(Problem to work on) Below is a block of records; repeat each one exactly.

(Exercise materials)

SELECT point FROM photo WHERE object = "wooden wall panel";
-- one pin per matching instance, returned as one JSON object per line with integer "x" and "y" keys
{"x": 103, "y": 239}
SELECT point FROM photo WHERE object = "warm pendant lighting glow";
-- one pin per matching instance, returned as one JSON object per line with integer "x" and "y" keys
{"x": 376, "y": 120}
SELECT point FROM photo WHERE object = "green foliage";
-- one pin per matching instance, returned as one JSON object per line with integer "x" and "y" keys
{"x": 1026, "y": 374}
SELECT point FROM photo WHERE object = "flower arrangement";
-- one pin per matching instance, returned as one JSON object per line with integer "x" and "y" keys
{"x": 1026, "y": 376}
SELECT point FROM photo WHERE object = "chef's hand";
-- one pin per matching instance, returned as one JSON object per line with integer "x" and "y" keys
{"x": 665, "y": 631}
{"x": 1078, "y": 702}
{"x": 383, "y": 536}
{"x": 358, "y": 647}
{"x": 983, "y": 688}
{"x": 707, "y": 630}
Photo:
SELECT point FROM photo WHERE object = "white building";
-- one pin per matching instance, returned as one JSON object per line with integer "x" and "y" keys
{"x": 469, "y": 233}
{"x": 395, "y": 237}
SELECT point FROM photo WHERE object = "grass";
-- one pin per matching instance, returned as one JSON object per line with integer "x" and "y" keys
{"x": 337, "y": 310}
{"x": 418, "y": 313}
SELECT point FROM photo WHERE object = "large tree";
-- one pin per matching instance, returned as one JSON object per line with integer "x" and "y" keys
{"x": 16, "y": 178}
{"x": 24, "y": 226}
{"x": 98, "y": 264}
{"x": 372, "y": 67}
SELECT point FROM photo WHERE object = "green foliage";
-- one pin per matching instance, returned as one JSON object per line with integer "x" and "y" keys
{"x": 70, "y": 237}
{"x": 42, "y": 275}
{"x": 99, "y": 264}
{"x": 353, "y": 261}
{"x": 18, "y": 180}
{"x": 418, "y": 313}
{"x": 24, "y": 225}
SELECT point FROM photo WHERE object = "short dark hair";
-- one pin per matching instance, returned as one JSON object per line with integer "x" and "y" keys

(Written answer)
SELECT point FROM photo WHERE object = "wooden wall panel";
-- one pin per matching instance, returned as one JSON object per line with integer "x" and "y" keys
{"x": 103, "y": 239}
SELECT point FROM photo WHERE object = "warm pendant lighting glow";
-- one pin per matching instance, returned as one JSON object per line with integer "x" and "y" keys
{"x": 376, "y": 120}
SELECT point FROM photo WHERE object = "green foliage";
-- one pin per matching instance, returned as one JSON object per line with integer "x" and "y" keys
{"x": 1026, "y": 374}
SELECT point FROM photo WHERE object = "flower arrangement";
-- one pin per matching instance, returned as one JSON object per line with integer "x" and "y" keys
{"x": 1026, "y": 376}
SELECT point FROM photo WHERE object = "chef's hand";
-- one pin per matching instance, returned as one JSON object per line with integer "x" and "y" keys
{"x": 665, "y": 631}
{"x": 1078, "y": 702}
{"x": 383, "y": 536}
{"x": 358, "y": 647}
{"x": 983, "y": 688}
{"x": 707, "y": 630}
Photo:
SELECT point FROM photo WHERE object = "white building";
-- one pin per matching instance, returned as one JSON object per line with integer "x" and "y" keys
{"x": 469, "y": 233}
{"x": 395, "y": 237}
SELECT point FROM photo WHERE object = "grass";
-- one pin per matching instance, returned as one JSON object per line with integer "x" and "y" keys
{"x": 337, "y": 310}
{"x": 418, "y": 313}
SELECT point FROM photo WHERE object = "large tree";
-- one pin per matching instance, returned as one JSON object per line with integer "x" and "y" keys
{"x": 16, "y": 178}
{"x": 24, "y": 226}
{"x": 98, "y": 264}
{"x": 372, "y": 67}
SELECT point FROM photo WHERE object = "green foliage";
-- one pin per matching instance, returned as one JSON object per line with integer "x" and "y" keys
{"x": 70, "y": 237}
{"x": 42, "y": 275}
{"x": 99, "y": 264}
{"x": 353, "y": 261}
{"x": 18, "y": 180}
{"x": 418, "y": 313}
{"x": 24, "y": 225}
SELECT point FROM photo WHERE object = "short dark hair";
-- one pin per matching instance, returned as one JSON object per line with integer "x" and "y" keys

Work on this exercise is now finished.